### Problem requirements
Please start at the line that has "of the mulch" and continue through the end of the items, giving those lines again with the requests included. Multiply every keypoint coordinate in the answers by 1.85 and round to whole numbers, with halves going up.

### Provided entries
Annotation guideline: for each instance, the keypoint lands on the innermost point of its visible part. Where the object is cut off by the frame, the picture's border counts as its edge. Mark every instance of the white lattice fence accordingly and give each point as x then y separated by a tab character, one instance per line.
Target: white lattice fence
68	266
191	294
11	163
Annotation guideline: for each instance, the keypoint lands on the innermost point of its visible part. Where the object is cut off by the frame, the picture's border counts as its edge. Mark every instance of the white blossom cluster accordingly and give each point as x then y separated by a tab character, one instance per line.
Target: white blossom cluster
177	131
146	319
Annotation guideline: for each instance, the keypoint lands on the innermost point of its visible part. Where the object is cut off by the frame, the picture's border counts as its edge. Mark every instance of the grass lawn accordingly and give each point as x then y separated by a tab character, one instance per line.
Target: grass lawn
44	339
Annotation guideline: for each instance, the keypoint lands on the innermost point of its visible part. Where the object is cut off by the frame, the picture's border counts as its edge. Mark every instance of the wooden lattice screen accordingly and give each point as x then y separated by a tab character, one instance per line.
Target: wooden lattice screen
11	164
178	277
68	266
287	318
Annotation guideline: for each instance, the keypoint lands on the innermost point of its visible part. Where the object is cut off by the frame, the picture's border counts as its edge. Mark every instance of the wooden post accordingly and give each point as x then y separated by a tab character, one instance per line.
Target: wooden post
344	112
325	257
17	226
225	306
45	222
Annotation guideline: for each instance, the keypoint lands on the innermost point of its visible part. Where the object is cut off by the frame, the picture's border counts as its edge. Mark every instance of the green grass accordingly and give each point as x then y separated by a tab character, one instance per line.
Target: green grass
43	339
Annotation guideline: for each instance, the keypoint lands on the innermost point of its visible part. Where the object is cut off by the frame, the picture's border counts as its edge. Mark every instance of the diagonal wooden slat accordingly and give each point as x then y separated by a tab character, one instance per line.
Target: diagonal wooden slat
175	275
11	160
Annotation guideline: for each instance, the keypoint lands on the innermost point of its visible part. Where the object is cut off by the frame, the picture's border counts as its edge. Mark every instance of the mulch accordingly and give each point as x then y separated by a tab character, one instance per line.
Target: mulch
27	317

### Response for this exercise
Annotation guideline: for each instance, the keypoint lands on the innermost point of its visible part. Where the object is cut off by the frame, the picture's border counts as its edge. Mark every instance of the mulch accordingly and give each point as x then y separated by a tab character, one instance per line.
Target: mulch
50	586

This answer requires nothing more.